Write out the rows again from the beginning down to the line containing "column 41, row 207", both ends included, swapping "brick wall" for "stone wall" and changing nothing else. Omit the pictures.

[Start of RECORDS SHOWN]

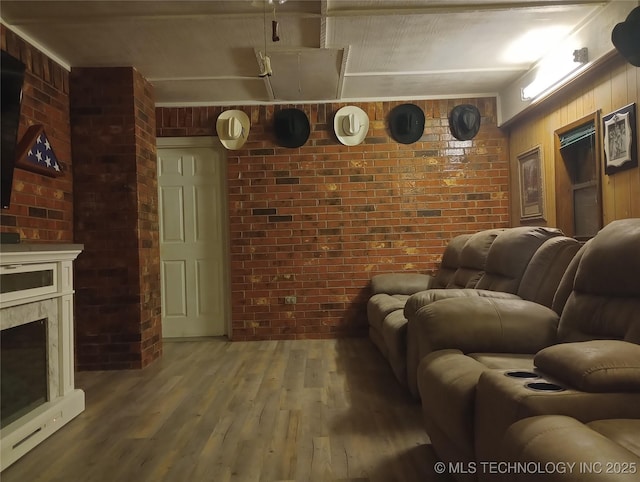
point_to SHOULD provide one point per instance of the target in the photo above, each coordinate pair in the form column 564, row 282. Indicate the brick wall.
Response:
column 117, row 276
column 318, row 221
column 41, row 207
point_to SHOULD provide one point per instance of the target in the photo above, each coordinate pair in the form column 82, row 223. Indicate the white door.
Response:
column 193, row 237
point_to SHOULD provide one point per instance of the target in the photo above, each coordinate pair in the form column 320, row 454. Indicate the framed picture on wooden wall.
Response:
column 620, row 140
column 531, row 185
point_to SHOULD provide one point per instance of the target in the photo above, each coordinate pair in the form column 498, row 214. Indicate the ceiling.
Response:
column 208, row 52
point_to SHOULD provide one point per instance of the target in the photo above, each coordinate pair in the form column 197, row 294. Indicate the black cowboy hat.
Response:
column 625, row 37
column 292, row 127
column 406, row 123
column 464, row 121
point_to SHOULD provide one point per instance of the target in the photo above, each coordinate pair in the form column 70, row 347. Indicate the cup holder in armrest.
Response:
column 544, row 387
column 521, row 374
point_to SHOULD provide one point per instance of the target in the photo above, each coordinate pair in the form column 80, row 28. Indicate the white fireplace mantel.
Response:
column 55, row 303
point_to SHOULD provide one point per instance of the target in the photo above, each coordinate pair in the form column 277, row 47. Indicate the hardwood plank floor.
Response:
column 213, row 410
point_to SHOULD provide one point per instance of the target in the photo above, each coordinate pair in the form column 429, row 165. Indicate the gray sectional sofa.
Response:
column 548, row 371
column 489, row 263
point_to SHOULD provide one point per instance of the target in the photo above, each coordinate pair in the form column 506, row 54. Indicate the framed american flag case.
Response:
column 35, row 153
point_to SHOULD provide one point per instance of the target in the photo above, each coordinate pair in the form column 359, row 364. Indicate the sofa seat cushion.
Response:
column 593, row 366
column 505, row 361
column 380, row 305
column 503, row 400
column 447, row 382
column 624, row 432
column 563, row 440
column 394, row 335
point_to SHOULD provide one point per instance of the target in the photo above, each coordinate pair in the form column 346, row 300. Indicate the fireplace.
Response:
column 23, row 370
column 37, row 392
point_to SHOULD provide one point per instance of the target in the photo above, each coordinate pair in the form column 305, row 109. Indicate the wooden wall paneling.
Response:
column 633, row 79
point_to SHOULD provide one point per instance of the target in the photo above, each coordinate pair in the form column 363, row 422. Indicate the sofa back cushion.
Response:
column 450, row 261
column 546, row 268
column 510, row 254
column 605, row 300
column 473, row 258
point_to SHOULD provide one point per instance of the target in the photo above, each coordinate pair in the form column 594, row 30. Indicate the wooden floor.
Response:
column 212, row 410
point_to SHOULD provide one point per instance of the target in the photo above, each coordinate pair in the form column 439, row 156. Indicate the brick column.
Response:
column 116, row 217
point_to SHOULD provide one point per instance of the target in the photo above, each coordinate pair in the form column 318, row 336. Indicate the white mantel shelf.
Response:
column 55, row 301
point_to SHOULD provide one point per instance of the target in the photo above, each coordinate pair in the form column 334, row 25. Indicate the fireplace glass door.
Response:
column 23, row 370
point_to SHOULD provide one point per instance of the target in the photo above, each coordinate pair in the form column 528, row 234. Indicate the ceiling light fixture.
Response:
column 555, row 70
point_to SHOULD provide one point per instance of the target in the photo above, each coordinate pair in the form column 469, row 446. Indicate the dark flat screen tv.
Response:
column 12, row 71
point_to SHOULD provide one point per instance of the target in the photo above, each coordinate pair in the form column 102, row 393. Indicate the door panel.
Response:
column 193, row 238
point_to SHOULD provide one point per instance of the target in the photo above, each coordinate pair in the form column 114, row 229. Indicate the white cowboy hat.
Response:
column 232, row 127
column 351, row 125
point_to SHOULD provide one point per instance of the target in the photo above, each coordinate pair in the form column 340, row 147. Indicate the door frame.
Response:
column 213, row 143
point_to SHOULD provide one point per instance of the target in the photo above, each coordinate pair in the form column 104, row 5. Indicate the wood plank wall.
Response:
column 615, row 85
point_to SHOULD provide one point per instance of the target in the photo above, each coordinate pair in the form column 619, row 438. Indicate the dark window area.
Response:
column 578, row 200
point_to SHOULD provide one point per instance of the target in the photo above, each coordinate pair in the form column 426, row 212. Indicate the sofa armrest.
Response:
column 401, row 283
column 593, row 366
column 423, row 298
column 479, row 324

[End of RECORDS SHOWN]

SOLUTION BELOW
point_to SHOULD provide one point per instance of the target in the photo above, each coordinate pair in the form column 564, row 282. Indicate the stone wall.
Response:
column 117, row 276
column 318, row 221
column 41, row 207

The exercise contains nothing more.